▶ **ОТРЫВОК ТЕКСТА**:
────────────────────────────────────────
Все в кучу

К вечеру воскресного дня противна сама себе так, что даже неприятно жить внутри собственного тела, как-то его кормить и мыть.
Думаю, до какой степени глубоко и беспомощно я проваливаюсь в ту же колею, которую однажды проложил какой-то обвал или оползень. И вот так и ползу по ней со своей вагонеткой. А может, там уже и нет никого.
Все дело в списках.
Неделю после смерти крохотного белого зверька я как-то не могла существовать, хотела жить только по ночам и не могла ни открывать глаза, ни таскать свое тело. А дел между тем много. Было и есть.
Дурацкий неустроенный туалет, где соседка, устав от всего, взялась делать все своими руками и очень, скажем так, далеко от ровности и хорошести.
Кухня, где надо заменить стиралку на другую, с вертикальной загрузкой, чтоб вынести туда холодильник. И приклеить уже фартук. И повесить шкафчик с сушилкой, как достало все. И карниз туда нужен.
Шкаф. Ну почему я не купила себе шкаф в коридор? Почему коридор выглядит как после сборов в эвакуацию? Зачем мне эти тонны платьев, которые я начала покупать, устав от долгих лет аскезы в одежде, когда носила все по 5-8 лет (вспоминается Малкино «я женщина, у которой 8 лет одно пальто»), зачем они мне, если у меня нет шкафа, а есть только рейл.
────────────────────────────────────────
▶ **ВЫДЕРЖКИ ИЗ ДАННЫХ**:

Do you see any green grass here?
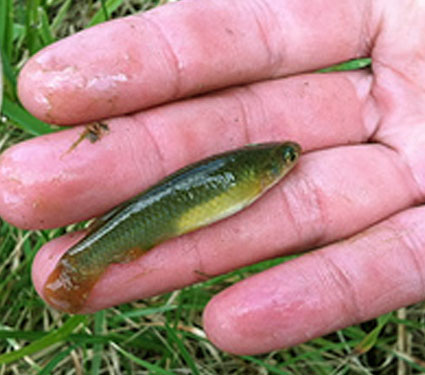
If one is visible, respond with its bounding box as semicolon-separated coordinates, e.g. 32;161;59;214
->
0;0;425;375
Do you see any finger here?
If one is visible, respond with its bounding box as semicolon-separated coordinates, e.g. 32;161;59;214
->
────────────────────────────────────────
Перепишите отрывок текста от «Думаю, до какой» до «карниз туда нужен.» включительно, заменив в нем «холодильник» на «морозильник». Записи никак не связаны с отрывком текста.

▶ **ПОЛНЫЙ ОТВЕТ**:
Думаю, до какой степени глубоко и беспомощно я проваливаюсь в ту же колею, которую однажды проложил какой-то обвал или оползень. И вот так и ползу по ней со своей вагонеткой. А может, там уже и нет никого.
Все дело в списках.
Неделю после смерти крохотного белого зверька я как-то не могла существовать, хотела жить только по ночам и не могла ни открывать глаза, ни таскать свое тело. А дел между тем много. Было и есть.
Дурацкий неустроенный туалет, где соседка, устав от всего, взялась делать все своими руками и очень, скажем так, далеко от ровности и хорошести.
Кухня, где надо заменить стиралку на другую, с вертикальной загрузкой, чтоб вынести туда морозильник. И приклеить уже фартук. И повесить шкафчик с сушилкой, как достало все. И карниз туда нужен.